**SET PROBLEM**
In the records below, show every line that contains the word "makeup", matching its case exactly.

Point annotation dataset records:
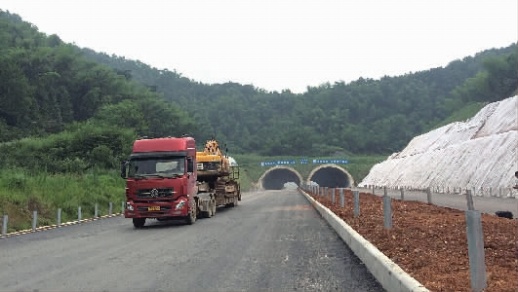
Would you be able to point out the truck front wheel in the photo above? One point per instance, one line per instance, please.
(139, 222)
(191, 218)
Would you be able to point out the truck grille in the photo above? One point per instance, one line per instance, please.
(155, 193)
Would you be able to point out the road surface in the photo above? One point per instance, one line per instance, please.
(272, 241)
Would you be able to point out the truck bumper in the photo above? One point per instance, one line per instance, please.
(155, 210)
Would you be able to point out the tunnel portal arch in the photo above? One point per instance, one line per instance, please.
(331, 176)
(275, 178)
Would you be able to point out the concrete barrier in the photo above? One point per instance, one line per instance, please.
(388, 273)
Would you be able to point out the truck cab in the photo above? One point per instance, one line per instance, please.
(161, 176)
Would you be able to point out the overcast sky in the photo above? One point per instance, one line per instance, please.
(279, 44)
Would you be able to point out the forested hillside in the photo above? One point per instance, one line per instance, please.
(50, 87)
(364, 116)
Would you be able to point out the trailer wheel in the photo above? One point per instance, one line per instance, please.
(139, 222)
(191, 218)
(214, 207)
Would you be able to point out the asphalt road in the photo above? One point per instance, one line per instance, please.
(272, 241)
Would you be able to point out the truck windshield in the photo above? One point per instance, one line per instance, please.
(159, 166)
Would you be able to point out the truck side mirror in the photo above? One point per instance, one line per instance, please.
(123, 168)
(190, 165)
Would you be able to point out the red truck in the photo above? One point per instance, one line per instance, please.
(161, 178)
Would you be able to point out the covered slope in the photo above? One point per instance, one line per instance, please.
(480, 153)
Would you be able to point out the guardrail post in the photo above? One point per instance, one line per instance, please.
(34, 220)
(429, 195)
(356, 203)
(387, 211)
(342, 198)
(4, 225)
(469, 199)
(477, 265)
(58, 223)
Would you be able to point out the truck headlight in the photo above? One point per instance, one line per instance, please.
(180, 205)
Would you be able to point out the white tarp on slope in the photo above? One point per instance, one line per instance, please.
(480, 153)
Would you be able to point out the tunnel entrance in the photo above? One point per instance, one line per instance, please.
(276, 178)
(331, 176)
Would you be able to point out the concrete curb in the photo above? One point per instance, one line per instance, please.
(43, 228)
(388, 273)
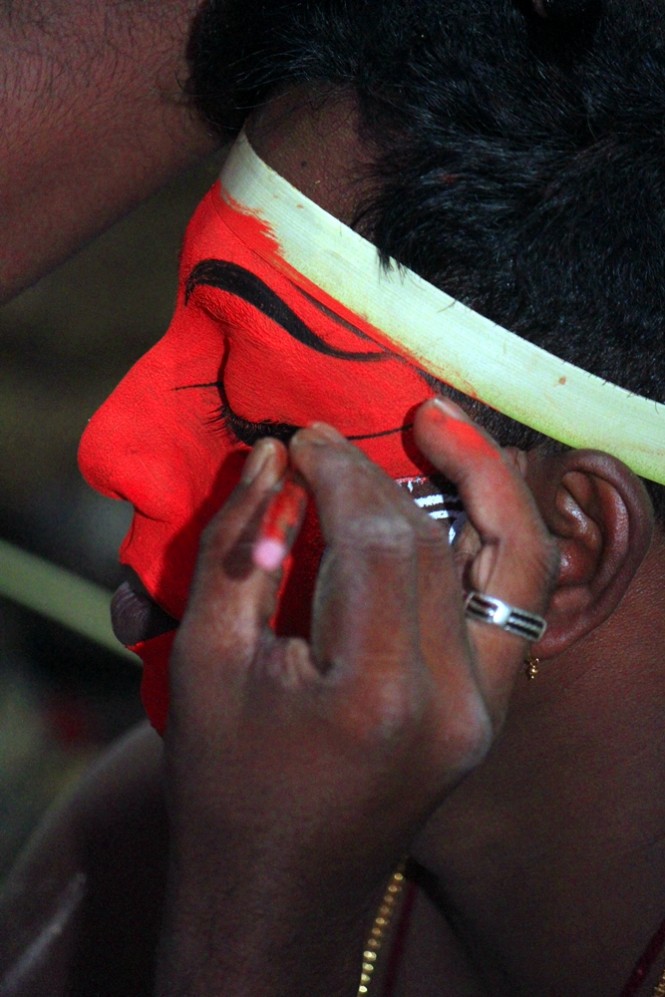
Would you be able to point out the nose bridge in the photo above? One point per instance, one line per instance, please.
(119, 453)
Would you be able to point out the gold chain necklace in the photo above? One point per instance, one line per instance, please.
(382, 922)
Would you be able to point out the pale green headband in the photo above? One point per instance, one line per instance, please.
(441, 335)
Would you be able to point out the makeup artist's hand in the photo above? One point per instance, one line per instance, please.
(298, 774)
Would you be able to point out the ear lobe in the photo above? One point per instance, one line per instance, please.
(601, 516)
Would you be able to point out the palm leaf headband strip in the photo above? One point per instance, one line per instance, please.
(441, 335)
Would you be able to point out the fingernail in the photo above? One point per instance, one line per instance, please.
(317, 432)
(262, 452)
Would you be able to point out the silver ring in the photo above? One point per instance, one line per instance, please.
(487, 609)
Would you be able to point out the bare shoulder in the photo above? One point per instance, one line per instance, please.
(81, 910)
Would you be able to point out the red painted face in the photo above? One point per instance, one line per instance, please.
(251, 351)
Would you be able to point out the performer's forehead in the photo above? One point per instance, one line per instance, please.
(437, 334)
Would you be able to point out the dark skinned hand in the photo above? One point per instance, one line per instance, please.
(298, 773)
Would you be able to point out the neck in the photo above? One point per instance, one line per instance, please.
(528, 854)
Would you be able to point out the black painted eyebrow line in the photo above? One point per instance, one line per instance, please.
(237, 280)
(282, 428)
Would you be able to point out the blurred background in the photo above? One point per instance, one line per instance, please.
(64, 345)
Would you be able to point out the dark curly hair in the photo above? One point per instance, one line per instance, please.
(520, 162)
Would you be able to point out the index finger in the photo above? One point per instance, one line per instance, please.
(518, 559)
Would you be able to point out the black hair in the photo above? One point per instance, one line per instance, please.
(520, 160)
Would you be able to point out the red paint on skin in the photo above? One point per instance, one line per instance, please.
(158, 443)
(467, 436)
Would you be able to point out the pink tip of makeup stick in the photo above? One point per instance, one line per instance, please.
(268, 554)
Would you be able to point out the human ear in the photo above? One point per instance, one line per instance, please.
(601, 518)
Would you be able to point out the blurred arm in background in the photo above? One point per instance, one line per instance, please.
(92, 121)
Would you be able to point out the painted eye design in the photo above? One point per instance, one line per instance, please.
(250, 433)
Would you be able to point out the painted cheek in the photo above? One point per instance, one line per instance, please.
(155, 443)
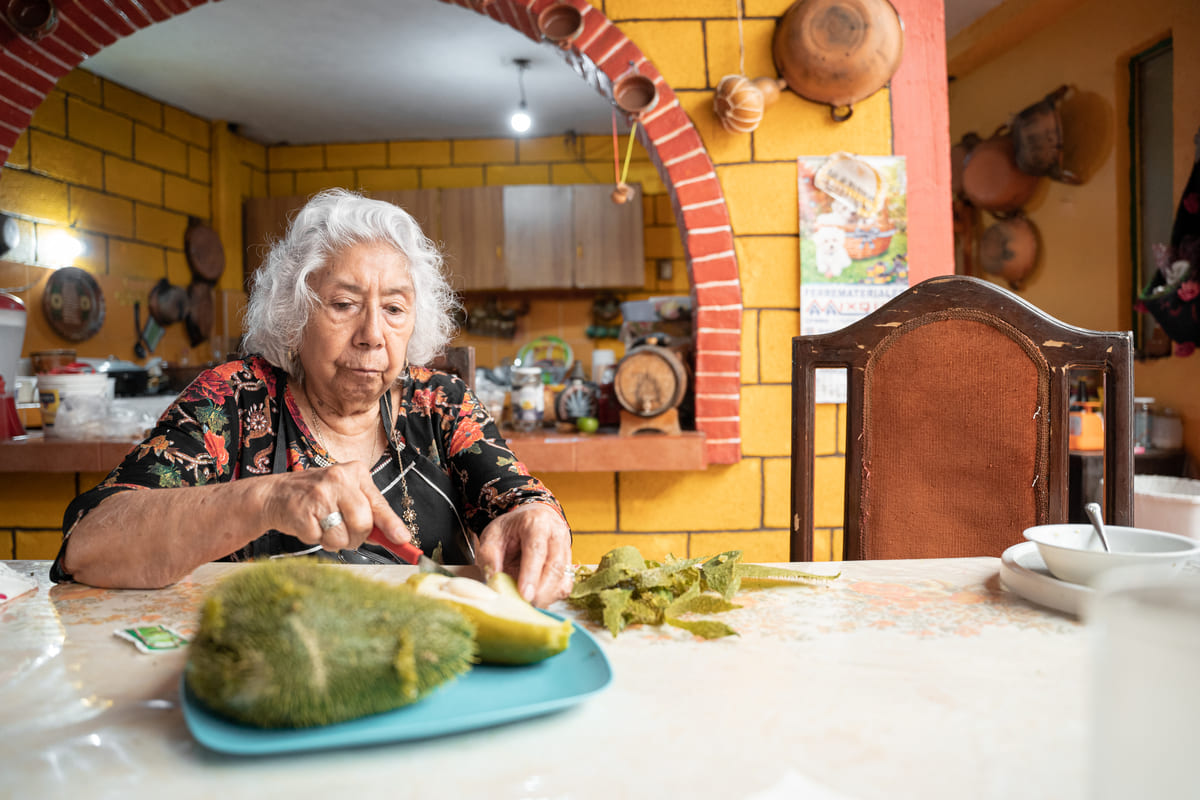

**IN RESPONSE**
Would you be able to point out the makeup artist's hand in the photo above? One point per instance, one line per instance, please.
Would you be able to point out the pink tip of makeup stick in the photo above? One point per instance, one line per instance, please.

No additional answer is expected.